> Exercise details:
Rewrite the records from the line containing "Annotate the black bag" through the end of the records, replacing "photo" with "image" and changing nothing else.

> Supplied material:
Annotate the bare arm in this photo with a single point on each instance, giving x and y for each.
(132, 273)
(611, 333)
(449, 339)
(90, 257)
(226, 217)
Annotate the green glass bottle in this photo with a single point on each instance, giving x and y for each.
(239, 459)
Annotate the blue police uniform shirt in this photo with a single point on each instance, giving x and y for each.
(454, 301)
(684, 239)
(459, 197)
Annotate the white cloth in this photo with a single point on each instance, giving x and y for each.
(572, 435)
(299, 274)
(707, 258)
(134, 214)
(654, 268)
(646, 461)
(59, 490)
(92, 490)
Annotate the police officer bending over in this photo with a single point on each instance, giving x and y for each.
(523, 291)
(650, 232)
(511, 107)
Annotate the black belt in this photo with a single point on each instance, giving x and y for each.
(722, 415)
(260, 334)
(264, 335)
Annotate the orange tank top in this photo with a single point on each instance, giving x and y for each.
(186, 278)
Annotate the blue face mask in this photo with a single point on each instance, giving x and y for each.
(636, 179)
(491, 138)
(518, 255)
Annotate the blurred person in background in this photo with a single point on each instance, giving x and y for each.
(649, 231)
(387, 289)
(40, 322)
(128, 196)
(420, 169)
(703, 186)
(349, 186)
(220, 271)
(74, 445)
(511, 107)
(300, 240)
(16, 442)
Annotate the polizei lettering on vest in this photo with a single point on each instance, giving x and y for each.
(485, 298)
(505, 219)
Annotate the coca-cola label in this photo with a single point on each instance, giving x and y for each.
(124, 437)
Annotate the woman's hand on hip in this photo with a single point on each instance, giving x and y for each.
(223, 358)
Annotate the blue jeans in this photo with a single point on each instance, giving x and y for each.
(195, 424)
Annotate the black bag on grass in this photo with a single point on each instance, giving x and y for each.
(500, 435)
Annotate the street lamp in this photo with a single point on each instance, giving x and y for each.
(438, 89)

> Exercise response:
Annotate the black bag on grass in this image with a single point on each instance, giving x and y for each.
(500, 435)
Annotate the street lamp in this image with a single point on each instance, giving x and y for each.
(438, 89)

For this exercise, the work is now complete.